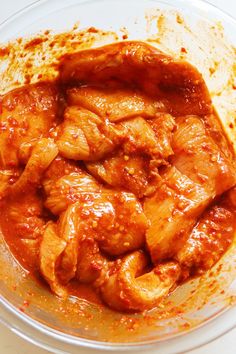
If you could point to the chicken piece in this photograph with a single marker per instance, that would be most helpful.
(172, 212)
(26, 113)
(91, 263)
(7, 177)
(59, 167)
(115, 220)
(163, 126)
(69, 229)
(126, 226)
(85, 136)
(24, 225)
(176, 83)
(76, 186)
(132, 173)
(42, 155)
(215, 129)
(51, 248)
(25, 214)
(199, 158)
(209, 239)
(141, 138)
(114, 104)
(130, 288)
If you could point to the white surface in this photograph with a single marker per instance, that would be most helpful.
(9, 342)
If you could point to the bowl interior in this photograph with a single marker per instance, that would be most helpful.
(74, 321)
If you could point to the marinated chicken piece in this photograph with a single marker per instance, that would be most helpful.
(133, 173)
(131, 288)
(126, 227)
(25, 217)
(176, 83)
(77, 186)
(26, 113)
(199, 158)
(7, 177)
(141, 138)
(42, 155)
(91, 263)
(210, 238)
(84, 136)
(69, 229)
(215, 129)
(172, 212)
(114, 220)
(59, 167)
(114, 104)
(51, 248)
(163, 126)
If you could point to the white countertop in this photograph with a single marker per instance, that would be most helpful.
(9, 342)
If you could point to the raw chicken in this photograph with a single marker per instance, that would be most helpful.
(176, 83)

Given problem: Update the material above by replacing every "photograph" with "image" and keeping everything else the same. Leave the pictures out of your version.

Answer to this task:
If you could point to the chicken piece in this image with a single marker per instance, that would be most helpful.
(172, 212)
(26, 113)
(91, 263)
(7, 177)
(59, 167)
(115, 220)
(163, 126)
(69, 229)
(126, 226)
(85, 136)
(24, 225)
(176, 83)
(76, 186)
(132, 173)
(42, 155)
(215, 129)
(51, 248)
(25, 214)
(199, 158)
(209, 239)
(141, 138)
(114, 104)
(130, 288)
If you could point to the white surface in this image with a single marker per instance, that would be most helpful.
(9, 342)
If you could point to the bowl interior in this image with a single marker per instance, that would be most helpful.
(74, 321)
If you could point to the marinated chicken piece in this image with a single marker per instance, that would be most helpful.
(133, 173)
(131, 288)
(126, 227)
(25, 217)
(176, 83)
(77, 186)
(26, 113)
(199, 158)
(7, 177)
(141, 138)
(42, 155)
(91, 263)
(210, 238)
(84, 136)
(69, 229)
(215, 129)
(172, 212)
(114, 220)
(59, 167)
(114, 104)
(51, 248)
(163, 126)
If you could point to the white countertop in this image with a single marker per instance, that would be most helpful.
(9, 342)
If you could point to the raw chicken in this image with a single marker per instance, that would be most helpful.
(176, 83)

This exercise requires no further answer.